> **Text shown**
☆ ☆ ☆ ☆

Agriculture, Specialty/Niche April 01, 2021
Another Rise
The new age of sourdough.
Making bread is a tradition as old as any. Throughout much of history, our ancestors either made unleavened or sourdough—meaning it was slowly leavened with naturally occurring yeasts. That changed in the 1800s when commercial yeast was introduced. Bakers could now turn out well-risen loaves much faster.
It changed again in 2020 when the world slowed down due to the COVID-19 pandemic.
“I got sent home from the office, and I needed something to focus myself, something that took skill,” says Erin Sutherland, photographer from Alexandria, Va.
Sutherland remembers her dad making Amish friendship bread and gifting off the extra starter for years during her childhood and has tried her hand at various bread styles and baking other foods since starting her own family. “I immediately thought I should start that sourdough starter I’ve always dreamt about.”
“I recently read a novel by my favorite author: Sourdough by Robin Sloan. And thought, this is what I need to do!”
She was captivated by the author’s portrayal of the bread in the 2017 novel, a combination of “magic and technology and Silicon Valley culture.”
Sutherland was not the only one with this thought.
Sourdough quickly rose in popularity after people bought grocery stores out of ready-made bread, along with cleaning supplies and toilet paper, when they were first required to stay home. Internet searches for “sourdough” went up 83% between February and April 2020, according to Google Trends.
Rush on flour. “I was confused last year when the sourdough craze took off,” says Debbie Grossman, music and theater arts professional from Takoma Park, Md. “There was a rush on flour and then yeast. I’ve been making bread for 30 years, and suddenly everyone else decided to start!”
Grossman’s family has been making sourdough bread with starter her father got during a business trip to San Francisco in the 1970s.
“It is vintage starter. Before giving it to us, my father’s colleague’s grandmother had been using it since the 1940s, and the bakery where she got it likely started it long before that,” Grossman says proudly.
She took an offshoot when she moved to Toronto in the 1980s and has kept it alive with each subsequent move.
“It even came with us in one of my children’s sippy cups when we moved to England for my husband’s post-doc. That was after there were limitations on liquids, but kids’ milk was exempt. I was prepared to drink some of the starter, if necessary!”

☆ ☆ ☆ ☆

> **Problem set**
[a] In the sourdough article, by what percentage did internet searches for "sourdough" rise between February and April 2020?
[b] Write the next few paragraphs of the sourdough article, picking up after its last sentence.

> **Collected data**
☆ ☆ ☆ ☆

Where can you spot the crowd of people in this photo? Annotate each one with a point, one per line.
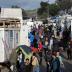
(48, 46)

☆ ☆ ☆ ☆

> **Answer section**
[a] 83%

[b]
Grossman had never thought of her family’s starter as anything extraordinary before.
“Baking is just a thing we do in our family, and sourdough is just part of that,” Grossman says.
Getting started. “People wanted to start baking sourdough because the starter is the yeast,” says Amanda Paa, recipe developer from Hudson, Wisc.
Paa has a gluten intolerance and started experimenting with sourdough a few years prior because the fermentation process reduces the gluten proteins in the bread and makes it more digestible for some people with sensitivities.
“I developed a few recipes around sourdough, and they’ve been on the blog for a couple years. But then, everyone was talking about sourdough,” she recalls. “This was a really great time to help people learn, because it’s very different than making regular bread and can cause some real panic.”
She started posting tutorials on her blog, heartbeetkitchen.com, and social media pages.
“Knowing when the dough is properly proofed takes the longest to get the hang of,” she says. She was getting messages at all hours of the day and night from followers asking if their dough looked right.
“I tell people it is a practice in patience. I felt like I was making a difference, seeing their joy from creating and eating their sourdough for the first time and then hearing how much it filled their soul at a time when everything felt so unstable.”
Proofing the dough may be difficult, but getting the starter actually started is even trickier, as Sutherland quickly realized.
“I found a starter recipe that looked easy to follow. And I made Doris,” Sutherland explains. She happened to name it after a great aunt. “Doris didn’t start out very well. The recipe didn’t mention to remove some before feeding it. Within three days, I ended up with a gallon of Doris that wasn’t bubbling.”
She scooped out a small amount and started over. She tried many tricks found online, like putting it in the oven with just the light on.
“Well, my oven has a standard bulb that makes it about 95 degrees. Doris separated into liquid and sludge with no bubbles. I basically cooked her. She was dead, and I was devastated.”
Luckily, Sutherland had saved her “discard” and could try again. “I reset it as though I was starting over, and I just left it out for 36 hours. Then, Doris sprang to life on my birthday!”
Since then, Sutherland acquired another starter, named Beatrice after another great aunt, and bakes something nearly every weekend.
Paa started dehydrating her starter, named Nida after her grandmother, so she could ship it to followers all over the world, hoping they don’t have the rocky start Sutherland did. She sold more than 1,000 starters in less than 12 months.
“In December, orders took off again. I think people were both in quarantine again and really needing something to do during winter,” she says.
Now that she isn’t competing for flour anymore, Grossman encourages anyone to make sourdough.
“It’s great, but only if you have time and dedication because it is a living thing. You have to feed it regularly, and you have to use it regularly.”